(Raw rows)
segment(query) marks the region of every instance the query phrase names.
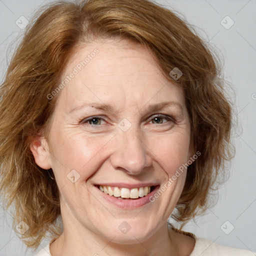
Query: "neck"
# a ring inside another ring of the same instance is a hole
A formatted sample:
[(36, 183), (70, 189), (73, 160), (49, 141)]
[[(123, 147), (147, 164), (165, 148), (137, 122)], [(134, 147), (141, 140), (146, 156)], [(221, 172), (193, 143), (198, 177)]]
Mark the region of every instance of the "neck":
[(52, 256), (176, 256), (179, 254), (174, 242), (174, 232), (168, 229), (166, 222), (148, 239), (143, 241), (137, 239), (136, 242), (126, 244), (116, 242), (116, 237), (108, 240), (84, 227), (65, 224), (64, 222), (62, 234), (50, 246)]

...

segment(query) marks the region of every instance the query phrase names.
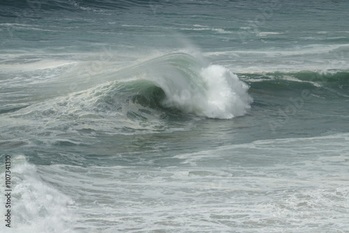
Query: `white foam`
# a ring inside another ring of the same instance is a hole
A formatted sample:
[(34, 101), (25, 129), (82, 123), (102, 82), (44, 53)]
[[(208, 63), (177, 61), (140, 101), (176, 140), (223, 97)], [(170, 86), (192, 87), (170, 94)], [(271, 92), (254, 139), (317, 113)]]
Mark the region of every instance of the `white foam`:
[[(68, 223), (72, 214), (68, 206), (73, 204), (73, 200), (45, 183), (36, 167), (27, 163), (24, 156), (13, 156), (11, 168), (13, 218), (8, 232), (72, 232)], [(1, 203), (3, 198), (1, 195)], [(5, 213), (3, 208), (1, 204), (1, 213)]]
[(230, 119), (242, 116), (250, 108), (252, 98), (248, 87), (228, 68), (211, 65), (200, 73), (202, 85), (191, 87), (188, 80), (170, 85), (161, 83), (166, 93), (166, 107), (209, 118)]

- [What to produce] Tally the lines in the rows above that contain the string "every", treating uppercase and lowercase as different. Reply with the number only.

- [Answer for this exercise] 4